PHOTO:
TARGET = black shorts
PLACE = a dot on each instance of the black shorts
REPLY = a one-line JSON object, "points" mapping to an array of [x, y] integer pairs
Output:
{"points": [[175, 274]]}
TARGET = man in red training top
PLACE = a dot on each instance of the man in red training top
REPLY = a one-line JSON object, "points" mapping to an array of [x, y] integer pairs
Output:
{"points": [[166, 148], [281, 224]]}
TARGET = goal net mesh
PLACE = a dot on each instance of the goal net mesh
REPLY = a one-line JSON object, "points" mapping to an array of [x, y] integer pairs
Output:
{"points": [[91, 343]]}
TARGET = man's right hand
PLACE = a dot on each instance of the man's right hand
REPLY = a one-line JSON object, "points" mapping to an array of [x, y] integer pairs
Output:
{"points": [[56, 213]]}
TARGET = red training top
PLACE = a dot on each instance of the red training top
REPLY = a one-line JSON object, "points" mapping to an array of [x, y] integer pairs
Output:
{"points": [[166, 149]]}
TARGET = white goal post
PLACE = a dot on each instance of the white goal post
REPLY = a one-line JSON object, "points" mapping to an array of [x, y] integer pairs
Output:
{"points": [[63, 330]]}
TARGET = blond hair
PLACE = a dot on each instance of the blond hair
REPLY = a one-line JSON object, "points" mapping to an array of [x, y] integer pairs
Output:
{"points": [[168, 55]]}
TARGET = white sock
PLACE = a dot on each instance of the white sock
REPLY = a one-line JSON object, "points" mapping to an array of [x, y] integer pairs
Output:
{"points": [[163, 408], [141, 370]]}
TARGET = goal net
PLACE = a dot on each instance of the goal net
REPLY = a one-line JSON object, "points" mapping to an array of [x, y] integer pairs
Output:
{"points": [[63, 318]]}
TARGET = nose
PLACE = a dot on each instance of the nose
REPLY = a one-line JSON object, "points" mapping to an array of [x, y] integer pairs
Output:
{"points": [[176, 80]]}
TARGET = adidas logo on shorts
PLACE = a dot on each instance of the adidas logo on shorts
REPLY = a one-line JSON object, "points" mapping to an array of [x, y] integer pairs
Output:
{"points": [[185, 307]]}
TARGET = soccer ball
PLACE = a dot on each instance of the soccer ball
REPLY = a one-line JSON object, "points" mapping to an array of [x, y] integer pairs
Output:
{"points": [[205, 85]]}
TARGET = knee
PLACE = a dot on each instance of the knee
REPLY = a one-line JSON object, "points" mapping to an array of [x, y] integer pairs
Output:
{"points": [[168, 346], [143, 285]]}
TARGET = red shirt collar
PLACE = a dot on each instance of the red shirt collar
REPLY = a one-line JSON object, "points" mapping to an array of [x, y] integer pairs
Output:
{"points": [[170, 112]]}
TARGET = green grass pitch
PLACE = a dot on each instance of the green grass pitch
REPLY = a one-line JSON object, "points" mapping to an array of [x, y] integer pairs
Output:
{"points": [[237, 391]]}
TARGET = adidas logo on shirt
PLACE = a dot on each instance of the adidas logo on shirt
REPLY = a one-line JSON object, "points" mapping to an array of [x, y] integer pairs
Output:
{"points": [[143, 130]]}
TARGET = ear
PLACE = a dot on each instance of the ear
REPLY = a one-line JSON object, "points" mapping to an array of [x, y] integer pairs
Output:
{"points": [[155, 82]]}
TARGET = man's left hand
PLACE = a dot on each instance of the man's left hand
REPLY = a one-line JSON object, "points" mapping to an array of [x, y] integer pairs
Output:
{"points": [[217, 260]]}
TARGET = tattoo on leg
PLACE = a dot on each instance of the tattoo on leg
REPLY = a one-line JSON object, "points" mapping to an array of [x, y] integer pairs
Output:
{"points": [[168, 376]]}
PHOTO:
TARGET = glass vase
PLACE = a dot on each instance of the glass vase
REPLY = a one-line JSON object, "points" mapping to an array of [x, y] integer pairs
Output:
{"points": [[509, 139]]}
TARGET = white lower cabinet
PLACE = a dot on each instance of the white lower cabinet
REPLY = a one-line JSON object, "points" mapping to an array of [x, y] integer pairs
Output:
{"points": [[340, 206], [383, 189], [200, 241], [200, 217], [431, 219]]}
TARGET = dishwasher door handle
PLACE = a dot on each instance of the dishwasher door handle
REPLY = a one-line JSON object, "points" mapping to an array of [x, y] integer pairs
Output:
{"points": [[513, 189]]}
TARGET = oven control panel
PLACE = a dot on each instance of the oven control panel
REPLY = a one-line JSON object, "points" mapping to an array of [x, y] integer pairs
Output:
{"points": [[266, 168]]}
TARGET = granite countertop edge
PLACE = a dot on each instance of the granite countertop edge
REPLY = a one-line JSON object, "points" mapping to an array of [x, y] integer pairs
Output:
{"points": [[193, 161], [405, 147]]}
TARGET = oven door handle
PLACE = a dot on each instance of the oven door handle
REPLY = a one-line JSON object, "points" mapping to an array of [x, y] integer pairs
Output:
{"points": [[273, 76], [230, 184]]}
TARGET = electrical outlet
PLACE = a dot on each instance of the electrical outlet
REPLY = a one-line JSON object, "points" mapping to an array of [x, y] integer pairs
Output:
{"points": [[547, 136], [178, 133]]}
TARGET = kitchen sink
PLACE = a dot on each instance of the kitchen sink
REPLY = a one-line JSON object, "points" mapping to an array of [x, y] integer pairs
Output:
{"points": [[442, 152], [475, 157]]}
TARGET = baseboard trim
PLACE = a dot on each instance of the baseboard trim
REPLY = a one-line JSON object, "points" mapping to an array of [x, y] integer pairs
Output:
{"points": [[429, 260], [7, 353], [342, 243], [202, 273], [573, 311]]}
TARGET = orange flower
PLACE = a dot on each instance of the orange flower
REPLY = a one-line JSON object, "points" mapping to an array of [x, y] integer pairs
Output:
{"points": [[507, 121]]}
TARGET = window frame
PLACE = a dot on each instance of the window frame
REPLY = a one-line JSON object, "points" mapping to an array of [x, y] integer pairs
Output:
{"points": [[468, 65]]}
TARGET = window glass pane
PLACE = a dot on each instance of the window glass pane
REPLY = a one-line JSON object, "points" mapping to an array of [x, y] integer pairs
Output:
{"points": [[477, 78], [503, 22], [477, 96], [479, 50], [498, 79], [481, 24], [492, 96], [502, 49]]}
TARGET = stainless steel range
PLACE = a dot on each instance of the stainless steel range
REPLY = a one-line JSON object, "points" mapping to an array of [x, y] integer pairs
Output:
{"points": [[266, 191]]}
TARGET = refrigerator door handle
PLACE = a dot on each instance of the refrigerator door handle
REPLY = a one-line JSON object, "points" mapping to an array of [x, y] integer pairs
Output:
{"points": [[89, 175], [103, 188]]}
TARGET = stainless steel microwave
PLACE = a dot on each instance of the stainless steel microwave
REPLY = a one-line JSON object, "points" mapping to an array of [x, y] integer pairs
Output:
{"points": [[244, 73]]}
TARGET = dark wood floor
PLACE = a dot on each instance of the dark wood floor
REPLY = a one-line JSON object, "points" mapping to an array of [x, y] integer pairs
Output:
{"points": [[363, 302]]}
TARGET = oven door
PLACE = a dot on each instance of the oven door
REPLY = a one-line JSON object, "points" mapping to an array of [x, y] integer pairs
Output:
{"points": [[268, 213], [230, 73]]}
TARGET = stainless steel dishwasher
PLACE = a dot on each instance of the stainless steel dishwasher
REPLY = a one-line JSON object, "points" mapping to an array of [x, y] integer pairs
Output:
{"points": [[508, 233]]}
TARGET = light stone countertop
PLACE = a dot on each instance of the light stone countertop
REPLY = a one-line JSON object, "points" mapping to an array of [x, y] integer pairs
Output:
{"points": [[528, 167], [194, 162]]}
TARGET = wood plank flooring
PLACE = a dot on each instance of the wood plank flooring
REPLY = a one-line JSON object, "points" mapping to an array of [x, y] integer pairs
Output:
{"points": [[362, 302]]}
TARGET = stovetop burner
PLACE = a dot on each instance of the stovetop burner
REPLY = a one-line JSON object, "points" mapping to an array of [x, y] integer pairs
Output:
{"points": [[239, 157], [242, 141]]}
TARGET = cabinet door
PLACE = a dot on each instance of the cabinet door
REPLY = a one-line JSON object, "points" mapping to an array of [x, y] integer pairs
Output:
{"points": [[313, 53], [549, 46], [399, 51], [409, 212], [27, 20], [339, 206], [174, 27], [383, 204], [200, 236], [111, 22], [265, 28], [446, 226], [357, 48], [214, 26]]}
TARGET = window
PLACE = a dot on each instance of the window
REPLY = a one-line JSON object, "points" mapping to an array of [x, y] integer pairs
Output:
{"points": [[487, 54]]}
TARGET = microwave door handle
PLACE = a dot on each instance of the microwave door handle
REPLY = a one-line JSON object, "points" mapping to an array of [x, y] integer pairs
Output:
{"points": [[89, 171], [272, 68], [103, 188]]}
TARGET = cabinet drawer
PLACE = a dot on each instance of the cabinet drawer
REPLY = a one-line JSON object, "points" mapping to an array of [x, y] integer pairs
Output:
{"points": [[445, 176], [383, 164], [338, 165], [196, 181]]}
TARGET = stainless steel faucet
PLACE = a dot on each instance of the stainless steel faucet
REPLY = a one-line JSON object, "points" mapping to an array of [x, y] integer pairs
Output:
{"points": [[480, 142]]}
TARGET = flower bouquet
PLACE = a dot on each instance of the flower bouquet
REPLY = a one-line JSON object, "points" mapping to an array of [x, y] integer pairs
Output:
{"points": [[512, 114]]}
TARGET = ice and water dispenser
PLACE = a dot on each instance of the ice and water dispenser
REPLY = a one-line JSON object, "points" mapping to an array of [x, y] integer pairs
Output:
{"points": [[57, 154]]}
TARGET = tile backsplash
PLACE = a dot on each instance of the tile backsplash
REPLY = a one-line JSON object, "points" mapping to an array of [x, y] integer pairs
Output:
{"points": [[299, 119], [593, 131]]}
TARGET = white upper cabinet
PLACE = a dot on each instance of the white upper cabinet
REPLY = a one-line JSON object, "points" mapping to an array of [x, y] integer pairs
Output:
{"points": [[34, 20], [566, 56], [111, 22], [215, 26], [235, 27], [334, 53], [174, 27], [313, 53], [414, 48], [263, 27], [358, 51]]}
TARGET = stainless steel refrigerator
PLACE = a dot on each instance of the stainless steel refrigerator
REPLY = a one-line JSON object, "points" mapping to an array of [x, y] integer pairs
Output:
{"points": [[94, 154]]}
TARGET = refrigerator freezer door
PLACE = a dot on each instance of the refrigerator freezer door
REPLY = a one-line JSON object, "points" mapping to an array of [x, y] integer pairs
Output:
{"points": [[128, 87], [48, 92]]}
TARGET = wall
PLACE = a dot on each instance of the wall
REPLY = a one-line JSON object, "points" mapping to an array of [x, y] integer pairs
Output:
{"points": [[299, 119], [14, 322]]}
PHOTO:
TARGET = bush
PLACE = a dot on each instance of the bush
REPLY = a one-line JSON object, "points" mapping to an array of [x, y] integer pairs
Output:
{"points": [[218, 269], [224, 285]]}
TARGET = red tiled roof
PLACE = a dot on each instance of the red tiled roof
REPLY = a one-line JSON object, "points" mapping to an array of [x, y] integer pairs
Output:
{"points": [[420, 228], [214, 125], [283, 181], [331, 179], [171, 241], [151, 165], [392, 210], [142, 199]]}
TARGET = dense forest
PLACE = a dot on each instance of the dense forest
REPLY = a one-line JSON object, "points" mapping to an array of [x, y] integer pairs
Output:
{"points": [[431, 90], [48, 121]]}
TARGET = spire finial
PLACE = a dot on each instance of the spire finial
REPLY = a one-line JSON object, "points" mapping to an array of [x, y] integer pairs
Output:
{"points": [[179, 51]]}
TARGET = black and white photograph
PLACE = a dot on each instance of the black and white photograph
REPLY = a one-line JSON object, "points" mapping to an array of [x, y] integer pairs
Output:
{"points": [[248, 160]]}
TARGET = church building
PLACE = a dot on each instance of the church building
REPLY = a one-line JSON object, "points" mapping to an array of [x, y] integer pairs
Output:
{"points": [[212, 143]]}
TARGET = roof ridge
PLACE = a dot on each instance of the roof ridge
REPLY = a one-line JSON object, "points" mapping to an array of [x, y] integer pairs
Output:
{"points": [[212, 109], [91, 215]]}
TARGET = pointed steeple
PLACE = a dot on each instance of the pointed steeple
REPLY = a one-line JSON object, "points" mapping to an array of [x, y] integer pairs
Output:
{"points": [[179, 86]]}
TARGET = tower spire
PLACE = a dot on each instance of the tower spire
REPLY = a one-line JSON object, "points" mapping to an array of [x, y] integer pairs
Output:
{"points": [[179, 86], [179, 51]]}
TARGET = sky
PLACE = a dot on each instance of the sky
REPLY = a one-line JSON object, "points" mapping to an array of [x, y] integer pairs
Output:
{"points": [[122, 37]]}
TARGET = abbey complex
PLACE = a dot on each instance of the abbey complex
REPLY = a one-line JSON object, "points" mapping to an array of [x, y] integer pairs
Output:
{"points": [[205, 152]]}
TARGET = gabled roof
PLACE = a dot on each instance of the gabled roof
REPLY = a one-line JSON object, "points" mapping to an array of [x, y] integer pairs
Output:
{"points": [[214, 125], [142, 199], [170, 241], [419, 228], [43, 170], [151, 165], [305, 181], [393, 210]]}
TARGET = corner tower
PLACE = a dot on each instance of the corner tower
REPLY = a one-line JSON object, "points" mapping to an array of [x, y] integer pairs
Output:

* * * * * * * * *

■ Brief ■
Among the entries above, copy exactly only the lines starting with the one containing "the stainless steel microwave" and going through the one containing "PLACE = a dot on each instance of the dark", both ends included.

■ Written response ■
PLACE = a dot on each instance of the stainless steel microwave
REPLY = a one-line JSON object, "points" mapping to an array of [x, y] integer pairs
Output:
{"points": [[244, 73]]}
TARGET = dark wood floor
PLACE = a dot on each instance of the dark wood floor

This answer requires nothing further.